--- EXERCISE DIRECTIONS ---
Can you copy out every one of the lines below word for word, leaving out the pictures?

________________________________________

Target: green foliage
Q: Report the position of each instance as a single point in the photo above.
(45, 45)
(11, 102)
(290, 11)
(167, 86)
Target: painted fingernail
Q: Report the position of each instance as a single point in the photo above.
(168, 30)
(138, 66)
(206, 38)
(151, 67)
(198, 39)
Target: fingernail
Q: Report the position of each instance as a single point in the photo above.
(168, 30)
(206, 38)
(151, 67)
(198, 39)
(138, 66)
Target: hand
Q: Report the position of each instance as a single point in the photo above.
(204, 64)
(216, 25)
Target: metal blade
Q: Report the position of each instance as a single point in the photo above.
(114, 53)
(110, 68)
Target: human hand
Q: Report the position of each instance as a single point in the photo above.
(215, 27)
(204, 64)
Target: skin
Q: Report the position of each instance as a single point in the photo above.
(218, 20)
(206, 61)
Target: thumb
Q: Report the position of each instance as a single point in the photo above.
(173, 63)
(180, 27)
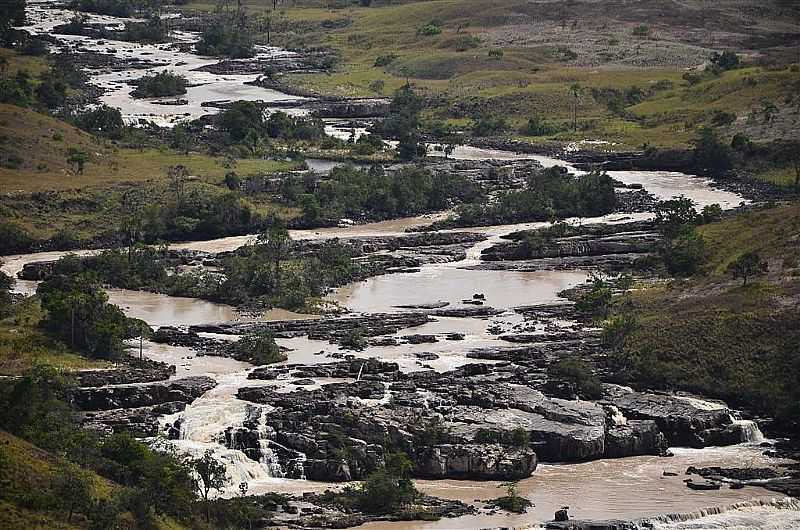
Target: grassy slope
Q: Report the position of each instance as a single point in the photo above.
(533, 76)
(713, 335)
(45, 195)
(42, 142)
(23, 345)
(29, 470)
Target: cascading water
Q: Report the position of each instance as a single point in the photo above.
(775, 514)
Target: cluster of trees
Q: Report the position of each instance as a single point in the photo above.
(684, 248)
(270, 273)
(79, 314)
(246, 122)
(375, 194)
(101, 121)
(188, 210)
(227, 34)
(258, 348)
(548, 195)
(12, 14)
(403, 123)
(150, 482)
(387, 490)
(159, 85)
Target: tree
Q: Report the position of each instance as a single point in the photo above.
(711, 155)
(672, 214)
(212, 474)
(275, 245)
(575, 90)
(182, 139)
(747, 265)
(78, 311)
(77, 159)
(132, 222)
(685, 251)
(102, 121)
(389, 488)
(6, 284)
(73, 488)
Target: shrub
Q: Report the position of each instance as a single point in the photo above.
(538, 127)
(685, 252)
(432, 28)
(354, 340)
(35, 47)
(160, 85)
(222, 37)
(710, 154)
(511, 501)
(102, 121)
(489, 125)
(377, 85)
(385, 60)
(747, 265)
(463, 43)
(579, 375)
(726, 60)
(258, 348)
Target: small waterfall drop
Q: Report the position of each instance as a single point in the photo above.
(772, 514)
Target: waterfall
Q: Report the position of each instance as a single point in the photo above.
(749, 430)
(783, 514)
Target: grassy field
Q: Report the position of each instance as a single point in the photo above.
(28, 473)
(23, 344)
(44, 195)
(712, 334)
(35, 151)
(519, 60)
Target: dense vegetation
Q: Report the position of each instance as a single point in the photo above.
(159, 85)
(374, 194)
(715, 335)
(548, 195)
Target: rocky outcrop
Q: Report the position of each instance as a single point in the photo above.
(134, 371)
(473, 461)
(580, 246)
(685, 421)
(473, 422)
(183, 390)
(332, 329)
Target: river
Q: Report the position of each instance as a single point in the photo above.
(620, 488)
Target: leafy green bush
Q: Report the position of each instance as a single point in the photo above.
(388, 489)
(102, 121)
(224, 37)
(512, 501)
(579, 375)
(160, 85)
(385, 60)
(78, 312)
(536, 126)
(489, 125)
(258, 348)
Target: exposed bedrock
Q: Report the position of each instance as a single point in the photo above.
(575, 246)
(473, 422)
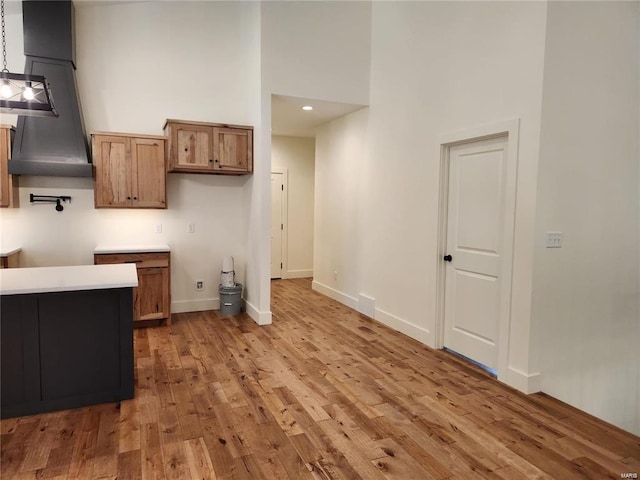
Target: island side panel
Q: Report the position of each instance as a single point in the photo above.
(81, 342)
(19, 352)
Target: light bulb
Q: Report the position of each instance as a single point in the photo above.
(5, 91)
(27, 93)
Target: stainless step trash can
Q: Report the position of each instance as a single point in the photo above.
(230, 299)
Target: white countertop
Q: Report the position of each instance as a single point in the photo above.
(6, 252)
(155, 248)
(14, 281)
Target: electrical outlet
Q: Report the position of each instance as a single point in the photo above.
(553, 240)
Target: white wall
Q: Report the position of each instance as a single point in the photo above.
(317, 49)
(139, 64)
(585, 295)
(436, 67)
(296, 156)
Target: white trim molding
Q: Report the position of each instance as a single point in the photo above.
(524, 382)
(297, 274)
(404, 326)
(184, 306)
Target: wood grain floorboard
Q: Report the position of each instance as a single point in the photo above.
(322, 394)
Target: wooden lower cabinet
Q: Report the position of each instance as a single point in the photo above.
(152, 297)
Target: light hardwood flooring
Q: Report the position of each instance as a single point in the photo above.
(323, 393)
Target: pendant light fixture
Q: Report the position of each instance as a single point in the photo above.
(23, 94)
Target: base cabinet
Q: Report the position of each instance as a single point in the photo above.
(151, 299)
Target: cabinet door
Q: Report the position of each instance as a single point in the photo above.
(233, 150)
(151, 298)
(111, 159)
(191, 149)
(148, 173)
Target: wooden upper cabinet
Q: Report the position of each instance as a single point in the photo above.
(191, 150)
(130, 170)
(8, 183)
(197, 147)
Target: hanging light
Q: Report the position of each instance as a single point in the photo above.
(23, 94)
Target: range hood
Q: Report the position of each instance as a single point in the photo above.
(48, 145)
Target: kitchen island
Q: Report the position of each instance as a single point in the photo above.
(66, 337)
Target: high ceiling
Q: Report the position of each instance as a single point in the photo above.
(288, 118)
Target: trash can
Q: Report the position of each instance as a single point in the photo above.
(230, 299)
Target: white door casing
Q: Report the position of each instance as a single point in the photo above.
(477, 216)
(277, 224)
(476, 206)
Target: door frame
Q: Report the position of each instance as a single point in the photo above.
(285, 218)
(510, 129)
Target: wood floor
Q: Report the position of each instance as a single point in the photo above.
(323, 393)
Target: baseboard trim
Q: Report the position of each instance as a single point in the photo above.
(297, 274)
(404, 326)
(183, 306)
(524, 382)
(335, 294)
(261, 318)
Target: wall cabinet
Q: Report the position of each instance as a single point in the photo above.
(130, 170)
(8, 183)
(198, 147)
(152, 297)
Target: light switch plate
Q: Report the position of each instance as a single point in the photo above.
(553, 240)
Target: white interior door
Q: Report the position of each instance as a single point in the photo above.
(276, 224)
(475, 221)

________________________________________

--- THE REPLY ---
Target: green foliage
Q: Report the position of each instance as a single point in the photo above.
(45, 45)
(11, 102)
(290, 11)
(167, 86)
Target: painted fingernail
Q: Report the position of each instance as a single point in the photo above.
(168, 30)
(138, 66)
(206, 38)
(151, 67)
(198, 39)
Target: fingernail
Q: Report the position of each instance as a single point in the photo above.
(168, 30)
(206, 38)
(151, 67)
(198, 39)
(138, 66)
Target: hand
Q: Report the position of each instance as a single point in the photo above.
(204, 64)
(216, 25)
Target: metal blade
Q: Report the position of each instance as a single point in the photo above.
(114, 53)
(110, 68)
Target: human hand
Q: Report the position of each instance as a single point in the photo above.
(215, 27)
(204, 64)
Target: skin
Q: Report the position of each instance as a single point in the photo above.
(218, 20)
(206, 61)
Target: thumb
Q: Report the position of each instance as a single point in the photo above.
(173, 63)
(180, 27)
Target: grassy slope
Q: Report the position of each instance as a single point in the photo above.
(533, 76)
(713, 335)
(45, 195)
(42, 142)
(23, 345)
(29, 470)
Target: cascading water
Q: Report the position of each instance as a single point in the photo above.
(775, 514)
Target: cluster of trees
Q: Report the position of each instance as a single point in the photo above.
(684, 248)
(270, 273)
(79, 314)
(246, 122)
(375, 194)
(101, 121)
(188, 210)
(227, 34)
(258, 348)
(548, 195)
(12, 14)
(403, 123)
(150, 482)
(387, 490)
(159, 85)
Target: tree
Q: Report the position of each instance as a single point in the photo above.
(711, 155)
(672, 214)
(212, 474)
(275, 245)
(575, 90)
(182, 139)
(747, 265)
(78, 311)
(77, 159)
(132, 222)
(685, 251)
(102, 121)
(389, 488)
(6, 284)
(73, 488)
Target: shrub
Q: Report the position of each instance as a single point in the photo above.
(538, 127)
(685, 252)
(432, 28)
(354, 340)
(35, 47)
(160, 85)
(222, 37)
(710, 154)
(511, 501)
(102, 121)
(489, 125)
(377, 85)
(385, 60)
(747, 265)
(463, 43)
(579, 375)
(726, 60)
(258, 348)
Target: small waterfall drop
Q: Report the position of each instance as a single point in the photo above.
(772, 514)
Target: waterfall
Q: Report the position of each instance as a single point in the photo above.
(749, 430)
(783, 514)
Target: grassy field
Q: Report the position of each instance as a single point in the photo above.
(28, 473)
(23, 344)
(44, 195)
(712, 334)
(35, 151)
(519, 60)
Target: dense vegetation
Q: Report the position of each instance as a single point in the photo above.
(159, 85)
(374, 194)
(715, 335)
(548, 195)
Target: rocky outcrop
Q: Report the position of each instance as a single point in the photo above.
(134, 371)
(473, 461)
(580, 246)
(685, 421)
(473, 422)
(183, 390)
(332, 329)
Target: river
Q: Report the position of each instance as a single point in the photo above.
(620, 488)
Target: leafy green bush
Q: Report the position of each instance as a single point in the photo above.
(388, 489)
(102, 121)
(224, 37)
(512, 501)
(579, 375)
(160, 85)
(385, 60)
(78, 312)
(536, 126)
(489, 125)
(258, 348)
Target: exposed bedrock
Q: Report the position of each instance as a single point in the photo above.
(575, 246)
(473, 422)
Target: island side panel
Q: Report the position of each instance as a single point in the photo above.
(81, 342)
(19, 352)
Target: light bulb
Q: Report the position of each instance as a single point in the photo above.
(5, 91)
(27, 93)
Target: stainless step trash can
Q: Report the position of each instance as a single point in the photo above.
(230, 299)
Target: white countertop
Q: Report the position of each instance as a single point in the photo above.
(6, 252)
(155, 248)
(14, 281)
Target: electrical outlet
Q: Report the position of each instance as a single point in the photo above.
(553, 240)
Target: white wall
Q: Report the position of each instance as a single point in the photo above.
(317, 49)
(139, 64)
(585, 295)
(436, 67)
(296, 156)
Target: white trim molding
Q: Report the position of each instance as a single point in the photo above.
(524, 382)
(297, 274)
(404, 326)
(184, 306)
Target: wood grain floorboard
Q: Report the position of each instance as a single point in the photo above.
(322, 394)
Target: wooden lower cabinet
Q: Report the position of each instance as a single point in the photo above.
(152, 297)
Target: light hardwood flooring
Q: Report the position of each instance as a single point in the photo above.
(323, 393)
Target: pendant light fixture
Q: Report the position of each instance as a single point in the photo above.
(23, 94)
Target: base cabinet
Q: Report the position of each instance as a single point in the photo above.
(151, 299)
Target: cabinet door
Q: Report the position of each instance as a single point in the photo above.
(233, 150)
(151, 298)
(111, 159)
(191, 149)
(148, 173)
Target: wooden upper cabinet
Q: Report the position of each instance as a single point in the photo above.
(191, 150)
(130, 170)
(8, 183)
(197, 147)
Target: hanging light
Q: Report the position of each instance as a single point in the photo above.
(23, 94)
Target: range hood
Q: Report the position of each instance as a single point in the photo above.
(48, 145)
Target: kitchen island
Q: Report the position of each instance as a single point in the photo above.
(66, 337)
Target: high ceiling
Q: Report the position of each instance as a single point in the photo above.
(288, 118)
Target: trash can
Q: Report the position of each instance as a single point in the photo above.
(230, 299)
Target: white door casing
Q: Report the position of each instance as a single point in the photo above.
(477, 216)
(277, 224)
(476, 206)
Target: door frame
Q: Report the position of each instance as a single point in the photo above.
(285, 218)
(510, 129)
Target: wood floor
Q: Report the position of each instance as a single point in the photo above.
(323, 393)
Target: baseboard trim
Q: Report the position of each instance as a single point in the photo above.
(297, 274)
(404, 326)
(183, 306)
(524, 382)
(335, 294)
(261, 318)
Target: wall cabinet
Q: Report the position of each instance as a single point in the photo above.
(130, 170)
(8, 183)
(198, 147)
(152, 297)
Target: light switch plate
Q: Report the position of each instance as a single point in the photo above.
(553, 240)
Target: white interior door
Q: Report the position of each instance as a single point in the photo above.
(276, 224)
(475, 221)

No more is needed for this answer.